═══ Texto fuente

Por: Ramón Esparza Díaz
En los pasillos de cualquier escuela, en las redes sociales y hasta en los grupos de chat estudiantiles, el uso de lenguaje soez entre adolescentes se ha convertido en una constante. Palabras que hace una década eran motivo de sanción o vergüenza, hoy forman parte del discurso cotidiano entre jóvenes, quienes las emplean no solo para agredir, sino también para expresar confianza, pertenencia o incluso humor.
Una práctica normalizada
La psicóloga educativa María Fernanda López, señala que el lenguaje vulgar entre adolescentes se ha normalizado por varias razones: “La exposición constante a contenidos digitales, series o videojuegos donde el insulto se usa como muestra de fuerza o comicidad, ha hecho que muchos jóvenes lo adopten como parte de su identidad comunicativa”.
En el contexto escolar, docentes de educación media superior afirman que escuchar groserías entre alumnos, incluso dentro del aula, ya no provoca sorpresa. Algunos las usan para llamar la atención o marcar una posición de dominio dentro del grupo. Otros, simplemente, las repiten sin medir su carga emocional o su impacto en quienes los escuchan.
El aula: espacio de convivencia y conflicto verbal
Dentro de las aulas, el lenguaje soez se convierte en un desafío para la disciplina y el respeto. Docentes reportan que los estudiantes utilizan insultos para bromear entre sí, pero también como herramienta de exclusión o acoso. En ocasiones, una palabra mal empleada desencadena conflictos mayores, especialmente cuando no se reconocen los límites entre la broma y la agresión verbal.
De acuerdo con el Informe Nacional de Convivencia Escolar 2024, el 67% de los docentes encuestados dijo haber presenciado el uso reiterado de lenguaje ofensivo entre estudiantes, mientras que un 42% consideró que este fenómeno se relaciona con la falta de regulación en el hogar y el consumo de contenidos sin supervisión.

══════
═══ Extracto de datos

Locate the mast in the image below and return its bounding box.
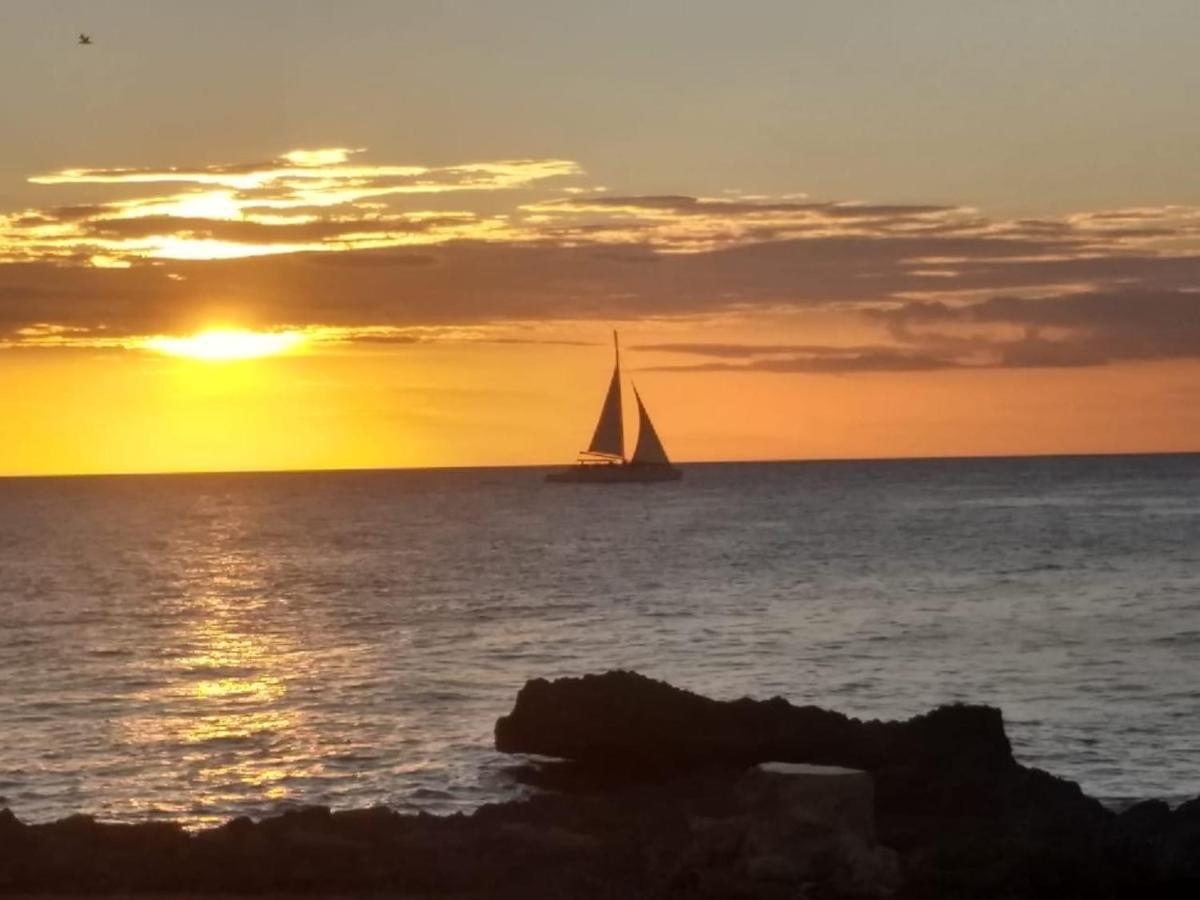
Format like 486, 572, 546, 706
586, 330, 625, 460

══════

:: Consignas ::
(1) Copia el fragmento del texto sobre el lenguaje soez que va desde "De acuerdo con" hasta "contenidos sin supervisión." y sustituye "docentes" por "profesores".
(2) ¿Por qué, según la psicóloga educativa citada en el texto sobre el lenguaje soez, se ha normalizado el lenguaje vulgar entre adolescentes? Responde en una a tres oraciones.
(3) Traduce al inglés esta oración del texto sobre el lenguaje soez: "Dentro de las aulas, el lenguaje soez se convierte en un desafío para la disciplina y el respeto."
Las líneas son un material independiente del texto.

:: Respuestas ::
(1)
De acuerdo con el Informe Nacional de Convivencia Escolar 2024, el 67% de los profesores encuestados dijo haber presenciado el uso reiterado de lenguaje ofensivo entre estudiantes, mientras que un 42% consideró que este fenómeno se relaciona con la falta de regulación en el hogar y el consumo de contenidos sin supervisión.

(2) Según María Fernanda López, el lenguaje vulgar se ha normalizado por la exposición constante a contenidos digitales, series o videojuegos en los que el insulto se usa como muestra de fuerza o comicidad. Esa exposición ha llevado a muchos jóvenes a adoptarlo como parte de su identidad comunicativa.

(3) Inside classrooms, foul language becomes a challenge for discipline and respect.